What’s on July/August and beyond


What’s On at the Celtic Club Melbourne

The Celtic Club is an organization that celebrates and supports pride in Irish heritage and culture, as well as the broader Celtic community. We provide opportunities for our members and guests to benefit from, learn about, and enjoy Gaelic language, Irish music, art, culture, and more.

For further information please visit us here:https://www.celticclub.com.au/whats-on


Ceoltóirí Naarm

This group of very young and very talented musicians are worth supporting.

**********

▶ [Questions]:
**1.** According to the Celtic Club page, what does the Celtic Club celebrate and support?
**2.** Using the Celtic Club page, explain why Ceoltóirí Naarm is described as worth supporting.

▶ [Stored data]:
**********

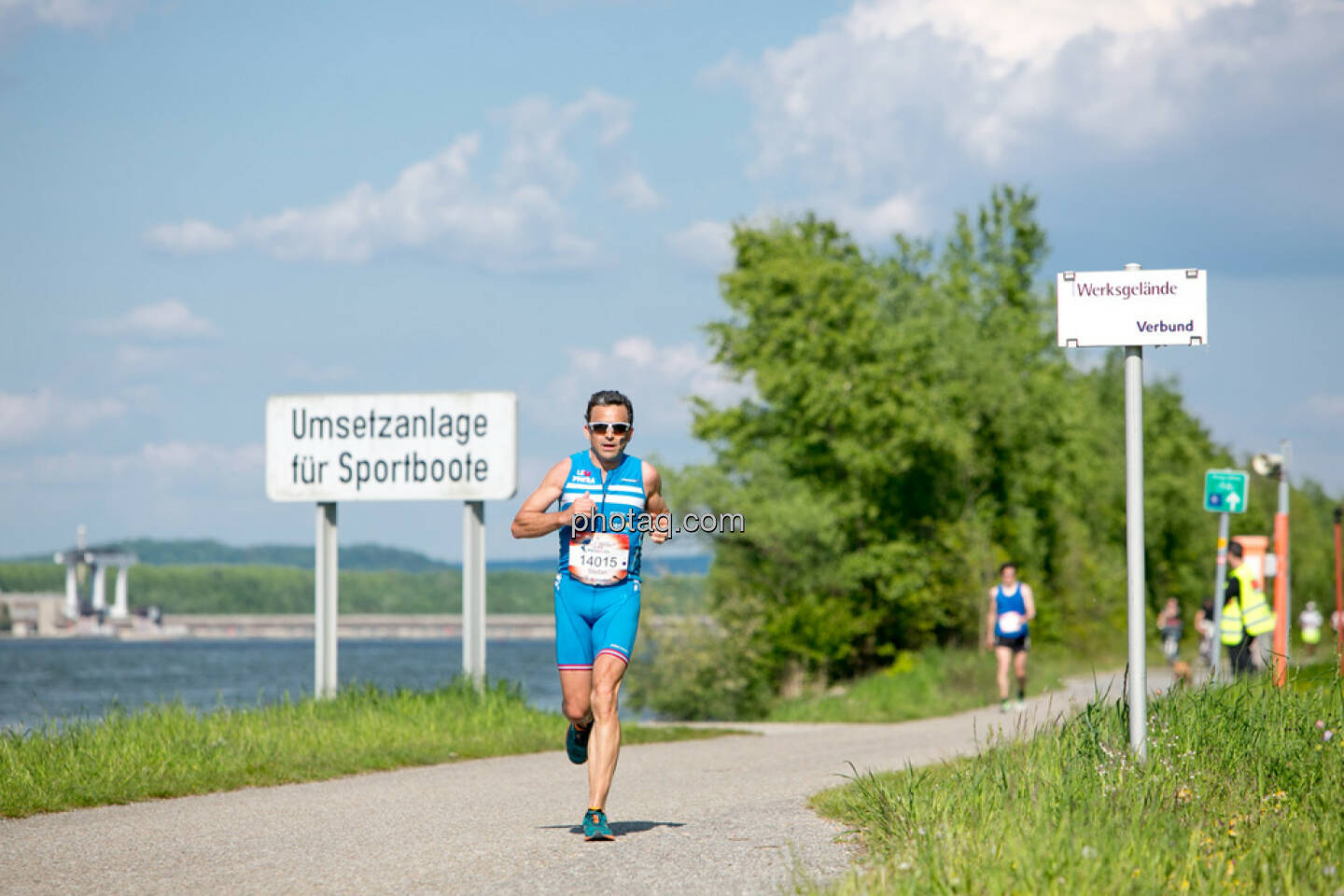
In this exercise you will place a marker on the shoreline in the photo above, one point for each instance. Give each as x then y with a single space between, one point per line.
299 626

**********

▶ [Responses to the exercise]:
**1.** Pride in Irish heritage and culture, as well as the broader Celtic community.

**2.** Ceoltóirí Naarm is worth supporting because it is a group of very young and very talented musicians.